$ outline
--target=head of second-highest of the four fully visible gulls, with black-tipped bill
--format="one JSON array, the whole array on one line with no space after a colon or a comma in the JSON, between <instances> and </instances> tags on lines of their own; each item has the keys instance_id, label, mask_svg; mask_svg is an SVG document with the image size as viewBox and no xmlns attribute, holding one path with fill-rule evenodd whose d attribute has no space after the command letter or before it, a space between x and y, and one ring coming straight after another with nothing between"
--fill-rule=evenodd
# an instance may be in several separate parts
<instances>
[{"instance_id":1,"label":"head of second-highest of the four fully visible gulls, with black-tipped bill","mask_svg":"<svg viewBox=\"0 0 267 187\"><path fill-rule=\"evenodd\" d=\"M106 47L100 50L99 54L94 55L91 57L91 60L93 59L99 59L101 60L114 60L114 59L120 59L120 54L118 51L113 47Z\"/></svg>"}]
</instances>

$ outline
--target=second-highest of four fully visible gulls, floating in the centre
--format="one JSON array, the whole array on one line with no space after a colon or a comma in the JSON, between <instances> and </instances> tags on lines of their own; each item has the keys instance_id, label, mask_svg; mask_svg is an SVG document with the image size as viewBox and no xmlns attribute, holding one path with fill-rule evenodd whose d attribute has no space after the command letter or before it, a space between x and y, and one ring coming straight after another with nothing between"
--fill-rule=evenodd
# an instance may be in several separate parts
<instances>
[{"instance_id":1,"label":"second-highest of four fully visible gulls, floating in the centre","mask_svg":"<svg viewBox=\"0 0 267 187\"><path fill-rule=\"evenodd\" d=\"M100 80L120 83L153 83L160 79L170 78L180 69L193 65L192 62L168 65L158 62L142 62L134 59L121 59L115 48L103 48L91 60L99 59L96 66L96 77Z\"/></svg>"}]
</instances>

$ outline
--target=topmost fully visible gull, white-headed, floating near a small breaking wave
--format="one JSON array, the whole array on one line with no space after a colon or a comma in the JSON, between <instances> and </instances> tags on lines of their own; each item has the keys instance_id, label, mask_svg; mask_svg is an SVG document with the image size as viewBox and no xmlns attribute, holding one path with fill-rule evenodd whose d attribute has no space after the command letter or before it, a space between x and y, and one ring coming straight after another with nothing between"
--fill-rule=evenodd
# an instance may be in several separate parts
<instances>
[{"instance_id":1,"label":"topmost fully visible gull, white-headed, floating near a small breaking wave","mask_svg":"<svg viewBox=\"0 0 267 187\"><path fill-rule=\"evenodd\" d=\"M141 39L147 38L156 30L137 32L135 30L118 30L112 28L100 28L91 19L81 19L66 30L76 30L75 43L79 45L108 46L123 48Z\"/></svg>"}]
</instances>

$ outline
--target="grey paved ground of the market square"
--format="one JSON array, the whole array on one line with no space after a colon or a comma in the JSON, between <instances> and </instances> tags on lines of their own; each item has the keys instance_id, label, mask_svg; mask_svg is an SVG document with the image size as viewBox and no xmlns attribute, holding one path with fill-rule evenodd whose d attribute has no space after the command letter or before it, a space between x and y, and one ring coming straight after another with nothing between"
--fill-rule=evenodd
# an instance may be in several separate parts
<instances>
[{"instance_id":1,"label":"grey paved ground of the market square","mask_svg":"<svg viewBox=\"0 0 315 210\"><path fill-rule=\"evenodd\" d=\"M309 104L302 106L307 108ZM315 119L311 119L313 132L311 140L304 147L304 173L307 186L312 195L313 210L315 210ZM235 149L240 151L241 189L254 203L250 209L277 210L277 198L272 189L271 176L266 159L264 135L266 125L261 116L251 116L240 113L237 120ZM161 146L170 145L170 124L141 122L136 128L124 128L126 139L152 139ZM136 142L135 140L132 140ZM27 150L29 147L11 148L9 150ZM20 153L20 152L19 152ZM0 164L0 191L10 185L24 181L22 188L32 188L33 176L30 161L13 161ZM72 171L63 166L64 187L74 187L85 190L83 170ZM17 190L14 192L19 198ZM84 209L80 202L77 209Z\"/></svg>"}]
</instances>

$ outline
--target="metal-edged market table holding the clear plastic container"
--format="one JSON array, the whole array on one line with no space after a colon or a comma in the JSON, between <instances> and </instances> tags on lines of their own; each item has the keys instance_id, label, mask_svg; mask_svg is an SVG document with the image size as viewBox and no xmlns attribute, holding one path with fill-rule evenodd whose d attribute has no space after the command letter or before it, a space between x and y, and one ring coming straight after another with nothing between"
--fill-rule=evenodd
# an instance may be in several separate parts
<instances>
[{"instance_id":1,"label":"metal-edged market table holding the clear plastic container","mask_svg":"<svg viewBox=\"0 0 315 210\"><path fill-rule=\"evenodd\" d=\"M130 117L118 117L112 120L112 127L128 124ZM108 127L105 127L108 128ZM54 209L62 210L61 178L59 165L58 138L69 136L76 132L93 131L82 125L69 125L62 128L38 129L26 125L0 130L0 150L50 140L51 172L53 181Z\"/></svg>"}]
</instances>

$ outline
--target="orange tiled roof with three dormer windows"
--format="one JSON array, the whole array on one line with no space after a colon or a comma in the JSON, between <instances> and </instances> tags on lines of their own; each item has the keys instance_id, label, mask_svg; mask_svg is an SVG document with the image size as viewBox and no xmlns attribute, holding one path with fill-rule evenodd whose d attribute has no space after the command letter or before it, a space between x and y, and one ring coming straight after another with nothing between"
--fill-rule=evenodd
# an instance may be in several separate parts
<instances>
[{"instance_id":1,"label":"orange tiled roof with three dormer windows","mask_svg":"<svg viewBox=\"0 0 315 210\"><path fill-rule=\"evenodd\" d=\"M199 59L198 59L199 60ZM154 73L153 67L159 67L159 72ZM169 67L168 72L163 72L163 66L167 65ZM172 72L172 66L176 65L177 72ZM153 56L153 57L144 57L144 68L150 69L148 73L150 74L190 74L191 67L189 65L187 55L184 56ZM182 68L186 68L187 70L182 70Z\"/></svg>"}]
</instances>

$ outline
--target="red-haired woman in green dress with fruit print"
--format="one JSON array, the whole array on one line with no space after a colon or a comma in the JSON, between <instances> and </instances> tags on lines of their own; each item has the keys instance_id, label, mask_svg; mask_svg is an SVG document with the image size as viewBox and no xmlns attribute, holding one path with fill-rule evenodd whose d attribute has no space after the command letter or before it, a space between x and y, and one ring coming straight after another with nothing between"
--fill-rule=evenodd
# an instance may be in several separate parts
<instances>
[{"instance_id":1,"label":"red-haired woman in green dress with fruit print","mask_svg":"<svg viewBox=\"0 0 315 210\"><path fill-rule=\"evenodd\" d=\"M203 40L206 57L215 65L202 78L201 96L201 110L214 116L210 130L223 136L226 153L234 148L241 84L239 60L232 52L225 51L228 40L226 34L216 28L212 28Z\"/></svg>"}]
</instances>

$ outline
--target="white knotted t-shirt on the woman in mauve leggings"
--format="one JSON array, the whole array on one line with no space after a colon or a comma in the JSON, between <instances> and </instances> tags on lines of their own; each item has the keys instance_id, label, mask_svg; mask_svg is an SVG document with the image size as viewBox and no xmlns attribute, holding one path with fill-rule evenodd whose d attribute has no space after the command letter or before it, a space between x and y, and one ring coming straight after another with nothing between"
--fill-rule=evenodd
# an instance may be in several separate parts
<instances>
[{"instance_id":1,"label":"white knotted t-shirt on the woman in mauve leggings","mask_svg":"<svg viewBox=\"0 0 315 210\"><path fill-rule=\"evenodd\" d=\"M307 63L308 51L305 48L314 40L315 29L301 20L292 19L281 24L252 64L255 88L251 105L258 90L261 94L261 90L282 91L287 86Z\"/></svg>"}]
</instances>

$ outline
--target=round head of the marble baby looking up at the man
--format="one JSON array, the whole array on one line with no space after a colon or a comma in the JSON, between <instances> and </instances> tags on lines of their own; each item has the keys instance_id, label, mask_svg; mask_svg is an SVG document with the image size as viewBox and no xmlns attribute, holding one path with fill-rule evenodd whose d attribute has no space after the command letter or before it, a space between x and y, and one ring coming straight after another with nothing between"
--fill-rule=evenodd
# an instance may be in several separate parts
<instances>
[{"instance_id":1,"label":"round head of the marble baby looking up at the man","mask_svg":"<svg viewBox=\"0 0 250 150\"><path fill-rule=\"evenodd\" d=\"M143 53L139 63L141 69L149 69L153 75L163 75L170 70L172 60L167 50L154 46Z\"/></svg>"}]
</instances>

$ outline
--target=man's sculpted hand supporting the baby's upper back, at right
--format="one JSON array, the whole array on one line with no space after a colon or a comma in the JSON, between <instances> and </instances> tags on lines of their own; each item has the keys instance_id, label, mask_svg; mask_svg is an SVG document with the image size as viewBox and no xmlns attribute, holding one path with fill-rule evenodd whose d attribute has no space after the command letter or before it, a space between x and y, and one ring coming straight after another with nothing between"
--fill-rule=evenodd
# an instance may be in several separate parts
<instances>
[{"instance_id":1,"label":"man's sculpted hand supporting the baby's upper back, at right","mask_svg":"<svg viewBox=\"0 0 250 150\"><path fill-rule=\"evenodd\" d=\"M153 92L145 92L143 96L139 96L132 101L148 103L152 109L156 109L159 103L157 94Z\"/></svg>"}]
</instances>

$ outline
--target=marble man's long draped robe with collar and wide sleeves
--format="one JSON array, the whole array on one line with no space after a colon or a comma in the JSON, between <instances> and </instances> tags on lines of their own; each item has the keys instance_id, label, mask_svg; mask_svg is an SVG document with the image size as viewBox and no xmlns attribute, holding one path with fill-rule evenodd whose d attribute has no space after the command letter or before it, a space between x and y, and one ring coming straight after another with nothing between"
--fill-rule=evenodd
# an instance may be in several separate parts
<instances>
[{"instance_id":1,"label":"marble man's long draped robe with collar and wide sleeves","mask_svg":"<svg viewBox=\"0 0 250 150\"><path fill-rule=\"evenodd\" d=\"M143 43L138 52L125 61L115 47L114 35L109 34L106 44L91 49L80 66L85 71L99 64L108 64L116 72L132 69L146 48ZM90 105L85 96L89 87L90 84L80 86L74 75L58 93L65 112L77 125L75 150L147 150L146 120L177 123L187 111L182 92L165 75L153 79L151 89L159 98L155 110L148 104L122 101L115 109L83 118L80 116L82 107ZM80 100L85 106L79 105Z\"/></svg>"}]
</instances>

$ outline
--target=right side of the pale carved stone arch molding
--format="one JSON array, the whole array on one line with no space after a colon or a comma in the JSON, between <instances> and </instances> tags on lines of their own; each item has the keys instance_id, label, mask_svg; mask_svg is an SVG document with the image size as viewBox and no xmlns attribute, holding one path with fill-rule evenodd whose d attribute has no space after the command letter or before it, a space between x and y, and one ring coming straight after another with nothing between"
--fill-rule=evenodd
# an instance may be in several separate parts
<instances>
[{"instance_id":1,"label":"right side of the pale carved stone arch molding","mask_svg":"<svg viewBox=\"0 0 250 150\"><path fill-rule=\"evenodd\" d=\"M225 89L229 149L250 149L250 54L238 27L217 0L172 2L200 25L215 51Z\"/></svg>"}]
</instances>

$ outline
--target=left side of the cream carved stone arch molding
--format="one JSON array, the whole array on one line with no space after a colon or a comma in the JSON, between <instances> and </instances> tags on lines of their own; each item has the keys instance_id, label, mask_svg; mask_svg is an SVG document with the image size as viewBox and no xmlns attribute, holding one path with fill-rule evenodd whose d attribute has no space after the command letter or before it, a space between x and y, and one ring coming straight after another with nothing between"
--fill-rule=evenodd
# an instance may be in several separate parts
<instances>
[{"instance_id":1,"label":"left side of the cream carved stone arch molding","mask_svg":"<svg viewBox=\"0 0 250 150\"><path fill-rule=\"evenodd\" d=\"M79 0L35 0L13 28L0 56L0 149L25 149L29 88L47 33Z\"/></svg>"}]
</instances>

※ ※ ※

• PROMPT:
Go back to the start of the listing above. Reproduce each line exactly, ending with the line that contains "--target=second-highest of four".

• TASK RESPONSE:
$ outline
--target=head of second-highest of the four fully visible gulls, with black-tipped bill
--format="one JSON array, the whole array on one line with no space after a colon or a comma in the JSON, between <instances> and </instances> tags on lines of their own; each item has the keys instance_id, label, mask_svg; mask_svg is an SVG document with the image size as viewBox and no xmlns attribute, holding one path with fill-rule evenodd whose d attribute has no space after the command letter or before it, a space between x and y, and one ring coming straight after another with nothing between"
--fill-rule=evenodd
# an instance may be in several separate parts
<instances>
[{"instance_id":1,"label":"head of second-highest of the four fully visible gulls, with black-tipped bill","mask_svg":"<svg viewBox=\"0 0 267 187\"><path fill-rule=\"evenodd\" d=\"M106 47L100 50L99 54L94 55L91 57L91 60L93 59L99 59L101 60L114 60L114 59L120 59L120 54L118 51L113 47Z\"/></svg>"}]
</instances>

$ outline
--target=second-highest of four fully visible gulls, floating in the centre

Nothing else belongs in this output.